═════ 掲載本文

富士日記 2.1

Jun. 26 fri. 「金曜日の夜、幸福な気分になって」

またあわただしい一週間だった。だけど、金曜日の六限の授業を終えて研究室で学生たちと夜11時過ぎまで話をしていたらとても幸福な気分になった。そのとき学生にも話したが、こうして学生と話ができたり、授業をしたりと、大学の生活はいろいろためにもなるし、楽しい。一方、自分は作家だ。創作しなければという思いをより強くしつつも、けれど大学の授業を準備すること、進行することの愉楽があり、そのあいだで葛藤しているのだ。そんなふうには見えないかもしれないが葛藤してるんだよこのやろう。どっちも好きなんだから困る。
しかも私は最近、アフタートーカーになってきた。木曜日(25日)は、ミクニヤナイハラプロジェクト『五人姉妹』のアフタートークに参加。矢内原美邦、白水社のW君と話す。その日は夕方、大学の授業(「戯曲を読む」)があったのでアフタートークの時間までに吉祥寺シアターに向かい舞台は前日のゲネを観た。空間を構成する色や装置、高橋君の映像、中原昌也君の音楽によるダンスが生み出す造形はかっこいいとしかいいようがないが、一方で、われわれは、この舞台作品を「演劇」という文脈で見なければいけないと何者か(=演劇の制度?)に強いられる。というのも、矢内原美邦が創作するとき「ダンス」として発表されるもの以外、「演劇」だと思いこまされるからだし、矢内原の固有性だけではなく、パフォーミングアーツのシステムはたいていそういうことになっている。そうではない見方について考えていた。まあ、「せりふ」と「ドラマ」は戯曲を読めばいい。だから、せりふが聞き取れないとか(言葉はここで、いい意味、音楽における楽器の音のようにあった)、話がどうなっているのかほとんど理解できない(わたしはほとんどの舞台においてそうなんだけど)、といったことは気にならなかったものの、しかし、それでもパフォーマーの一部の身体はそれを「言葉ではないなにものか」によって伝える。むしろそれが強く印象に残った。その「からだ」とはなんであるのか。まあ、具体的にいうと三坂なんだけど、いままで見た三坂のなかでいちばんよかった、というのは、空間が生み出す造形の抽象性のなか、わけのわからないものを強く発しているのを感じ抽象性からたくまずしてはみだしてしまう「過剰」があったからだ。それが矢内原の演出とよく合っていたとしか言いようがない。繰り返すがたくまずして。もう一度やってみろといっても再現できない気がする。だからなおさら、「そうではない見方」を考えざるをえない。演劇を観るのとはまた異なる態度。それはつまり創ることにつながる。ジョン・ケージは自分たちの音楽について次のように書いた。

══════════
═════ データ

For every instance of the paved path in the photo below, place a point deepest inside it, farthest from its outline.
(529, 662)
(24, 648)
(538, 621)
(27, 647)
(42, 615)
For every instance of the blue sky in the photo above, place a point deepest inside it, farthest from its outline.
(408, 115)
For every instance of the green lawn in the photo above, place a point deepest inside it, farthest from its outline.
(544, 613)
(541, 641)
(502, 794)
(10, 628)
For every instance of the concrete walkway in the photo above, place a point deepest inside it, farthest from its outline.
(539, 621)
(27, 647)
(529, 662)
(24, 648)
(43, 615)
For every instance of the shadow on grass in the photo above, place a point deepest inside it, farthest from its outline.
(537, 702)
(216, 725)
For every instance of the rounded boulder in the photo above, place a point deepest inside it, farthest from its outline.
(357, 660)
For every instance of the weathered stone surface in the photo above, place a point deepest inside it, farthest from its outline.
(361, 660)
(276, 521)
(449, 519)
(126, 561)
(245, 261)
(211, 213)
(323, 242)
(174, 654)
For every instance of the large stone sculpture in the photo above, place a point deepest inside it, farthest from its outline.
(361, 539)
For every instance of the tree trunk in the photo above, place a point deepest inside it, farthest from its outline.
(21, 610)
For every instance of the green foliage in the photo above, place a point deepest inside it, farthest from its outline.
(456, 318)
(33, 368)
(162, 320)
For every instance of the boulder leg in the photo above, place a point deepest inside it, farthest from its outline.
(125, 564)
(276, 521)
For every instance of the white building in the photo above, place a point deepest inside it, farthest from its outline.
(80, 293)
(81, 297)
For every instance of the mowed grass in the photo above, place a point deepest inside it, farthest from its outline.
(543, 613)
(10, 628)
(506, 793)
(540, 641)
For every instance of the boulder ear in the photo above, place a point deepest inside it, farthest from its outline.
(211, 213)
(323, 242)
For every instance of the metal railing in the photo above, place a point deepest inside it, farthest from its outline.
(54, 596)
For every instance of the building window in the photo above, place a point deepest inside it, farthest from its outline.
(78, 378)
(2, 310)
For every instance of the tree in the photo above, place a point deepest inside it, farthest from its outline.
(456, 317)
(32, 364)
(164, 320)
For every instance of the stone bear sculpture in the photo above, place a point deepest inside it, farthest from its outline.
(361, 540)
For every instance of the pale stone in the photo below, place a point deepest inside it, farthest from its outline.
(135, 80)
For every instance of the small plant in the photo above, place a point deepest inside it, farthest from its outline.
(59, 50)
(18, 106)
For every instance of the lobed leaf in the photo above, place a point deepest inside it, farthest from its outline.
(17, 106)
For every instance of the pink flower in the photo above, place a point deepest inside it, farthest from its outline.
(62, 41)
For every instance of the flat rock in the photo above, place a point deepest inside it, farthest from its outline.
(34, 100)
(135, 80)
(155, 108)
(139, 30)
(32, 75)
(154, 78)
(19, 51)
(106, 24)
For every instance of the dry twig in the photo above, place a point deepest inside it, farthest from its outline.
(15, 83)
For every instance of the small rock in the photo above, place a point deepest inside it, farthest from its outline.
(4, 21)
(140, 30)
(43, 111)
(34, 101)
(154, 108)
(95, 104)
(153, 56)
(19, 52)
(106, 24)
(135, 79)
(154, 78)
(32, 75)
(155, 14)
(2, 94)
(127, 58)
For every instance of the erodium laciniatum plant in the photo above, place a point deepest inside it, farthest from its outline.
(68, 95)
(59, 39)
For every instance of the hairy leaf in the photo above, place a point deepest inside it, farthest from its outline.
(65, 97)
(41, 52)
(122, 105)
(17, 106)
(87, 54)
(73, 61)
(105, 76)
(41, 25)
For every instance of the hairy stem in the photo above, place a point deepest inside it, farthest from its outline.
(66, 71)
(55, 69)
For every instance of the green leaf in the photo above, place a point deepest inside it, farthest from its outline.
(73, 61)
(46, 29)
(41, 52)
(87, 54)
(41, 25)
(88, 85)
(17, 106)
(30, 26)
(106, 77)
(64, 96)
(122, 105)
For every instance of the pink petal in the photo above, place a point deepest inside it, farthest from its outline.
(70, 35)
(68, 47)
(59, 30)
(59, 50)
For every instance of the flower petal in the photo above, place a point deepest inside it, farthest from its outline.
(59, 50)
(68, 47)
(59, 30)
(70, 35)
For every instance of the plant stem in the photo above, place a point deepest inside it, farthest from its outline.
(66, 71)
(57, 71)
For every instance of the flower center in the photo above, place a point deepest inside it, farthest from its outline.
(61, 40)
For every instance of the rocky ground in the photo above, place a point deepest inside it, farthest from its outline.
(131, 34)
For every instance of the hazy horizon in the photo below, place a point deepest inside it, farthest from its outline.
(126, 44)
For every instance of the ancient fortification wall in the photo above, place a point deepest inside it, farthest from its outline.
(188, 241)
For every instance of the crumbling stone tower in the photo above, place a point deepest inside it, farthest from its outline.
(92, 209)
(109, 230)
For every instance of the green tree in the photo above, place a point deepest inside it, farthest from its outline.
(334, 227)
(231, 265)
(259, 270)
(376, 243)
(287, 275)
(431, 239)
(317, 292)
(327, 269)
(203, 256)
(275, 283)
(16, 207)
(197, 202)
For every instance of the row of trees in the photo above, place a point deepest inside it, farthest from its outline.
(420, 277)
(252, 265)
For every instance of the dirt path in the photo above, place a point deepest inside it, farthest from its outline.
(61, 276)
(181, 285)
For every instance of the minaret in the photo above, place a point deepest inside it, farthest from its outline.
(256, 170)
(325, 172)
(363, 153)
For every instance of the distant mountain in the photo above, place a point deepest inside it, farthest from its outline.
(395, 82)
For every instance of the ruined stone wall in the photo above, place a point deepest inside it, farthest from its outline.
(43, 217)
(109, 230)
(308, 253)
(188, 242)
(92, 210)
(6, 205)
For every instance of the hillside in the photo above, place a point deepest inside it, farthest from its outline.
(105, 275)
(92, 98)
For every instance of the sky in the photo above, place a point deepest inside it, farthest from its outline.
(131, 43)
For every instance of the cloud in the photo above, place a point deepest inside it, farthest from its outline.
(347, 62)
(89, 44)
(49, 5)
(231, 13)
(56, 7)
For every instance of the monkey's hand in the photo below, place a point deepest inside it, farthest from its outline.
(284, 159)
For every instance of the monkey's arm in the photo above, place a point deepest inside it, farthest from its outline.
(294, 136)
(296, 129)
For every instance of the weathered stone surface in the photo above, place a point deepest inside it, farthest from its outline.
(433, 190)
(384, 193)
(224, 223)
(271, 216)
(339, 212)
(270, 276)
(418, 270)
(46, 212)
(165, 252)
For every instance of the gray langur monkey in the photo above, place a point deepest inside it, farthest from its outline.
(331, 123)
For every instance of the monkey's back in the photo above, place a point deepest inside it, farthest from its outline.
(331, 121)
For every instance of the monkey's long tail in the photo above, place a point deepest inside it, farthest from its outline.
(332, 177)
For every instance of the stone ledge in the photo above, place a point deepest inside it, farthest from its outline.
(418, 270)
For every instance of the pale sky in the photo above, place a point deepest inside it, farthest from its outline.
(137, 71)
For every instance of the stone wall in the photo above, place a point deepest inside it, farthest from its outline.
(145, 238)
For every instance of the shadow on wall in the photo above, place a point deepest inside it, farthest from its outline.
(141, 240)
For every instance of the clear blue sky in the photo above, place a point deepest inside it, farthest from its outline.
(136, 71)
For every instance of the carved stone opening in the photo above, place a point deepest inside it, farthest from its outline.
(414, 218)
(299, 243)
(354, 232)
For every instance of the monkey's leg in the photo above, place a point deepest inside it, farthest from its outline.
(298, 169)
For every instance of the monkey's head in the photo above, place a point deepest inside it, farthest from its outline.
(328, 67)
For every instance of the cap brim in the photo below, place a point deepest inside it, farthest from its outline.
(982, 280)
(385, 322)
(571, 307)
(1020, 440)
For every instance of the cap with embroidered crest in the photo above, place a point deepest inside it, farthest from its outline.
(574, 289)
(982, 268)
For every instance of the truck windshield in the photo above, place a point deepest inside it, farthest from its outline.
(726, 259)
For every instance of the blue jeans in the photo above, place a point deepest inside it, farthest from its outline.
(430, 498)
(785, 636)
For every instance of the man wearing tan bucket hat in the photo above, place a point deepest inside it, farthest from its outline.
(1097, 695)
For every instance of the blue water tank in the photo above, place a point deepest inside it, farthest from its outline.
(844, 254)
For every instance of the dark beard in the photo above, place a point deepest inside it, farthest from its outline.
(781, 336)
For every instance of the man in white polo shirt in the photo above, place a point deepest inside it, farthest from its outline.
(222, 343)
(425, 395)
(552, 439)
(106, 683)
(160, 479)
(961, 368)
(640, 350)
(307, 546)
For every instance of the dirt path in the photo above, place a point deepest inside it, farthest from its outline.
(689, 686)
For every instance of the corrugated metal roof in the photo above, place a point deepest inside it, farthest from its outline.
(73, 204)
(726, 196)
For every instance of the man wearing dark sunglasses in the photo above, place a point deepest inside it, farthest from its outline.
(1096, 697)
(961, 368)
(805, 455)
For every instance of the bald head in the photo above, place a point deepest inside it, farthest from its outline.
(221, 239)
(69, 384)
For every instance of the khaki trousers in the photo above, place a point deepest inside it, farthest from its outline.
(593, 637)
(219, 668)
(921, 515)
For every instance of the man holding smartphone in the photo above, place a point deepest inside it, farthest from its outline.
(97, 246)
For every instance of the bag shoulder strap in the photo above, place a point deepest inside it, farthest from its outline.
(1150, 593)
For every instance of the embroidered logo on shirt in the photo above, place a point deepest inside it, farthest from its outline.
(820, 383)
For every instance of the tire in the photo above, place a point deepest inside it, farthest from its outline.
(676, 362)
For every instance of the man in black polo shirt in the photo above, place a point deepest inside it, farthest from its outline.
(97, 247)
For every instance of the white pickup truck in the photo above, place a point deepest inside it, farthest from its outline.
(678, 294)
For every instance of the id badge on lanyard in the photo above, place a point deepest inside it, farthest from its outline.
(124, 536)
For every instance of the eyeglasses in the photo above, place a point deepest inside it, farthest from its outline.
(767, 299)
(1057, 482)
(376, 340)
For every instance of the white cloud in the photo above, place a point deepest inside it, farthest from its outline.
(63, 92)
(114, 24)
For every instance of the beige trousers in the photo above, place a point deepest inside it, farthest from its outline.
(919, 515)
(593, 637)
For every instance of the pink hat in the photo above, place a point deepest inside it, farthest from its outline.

══════════

== 記述課題 ==
#1 富士日記によると、木曜日(25日)のアフタートークで話した相手は誰ですか？
#2 富士日記のうち、「Jun. 26 fri.」から「どっちも好きなんだから困る。」までを、その語句も含めてそのまま書き写してください。

== 解答例 ==
#1 矢内原美邦と白水社のW君です。

#2
Jun. 26 fri. 「金曜日の夜、幸福な気分になって」

またあわただしい一週間だった。だけど、金曜日の六限の授業を終えて研究室で学生たちと夜11時過ぎまで話をしていたらとても幸福な気分になった。そのとき学生にも話したが、こうして学生と話ができたり、授業をしたりと、大学の生活はいろいろためにもなるし、楽しい。一方、自分は作家だ。創作しなければという思いをより強くしつつも、けれど大学の授業を準備すること、進行することの愉楽があり、そのあいだで葛藤しているのだ。そんなふうには見えないかもしれないが葛藤してるんだよこのやろう。どっちも好きなんだから困る。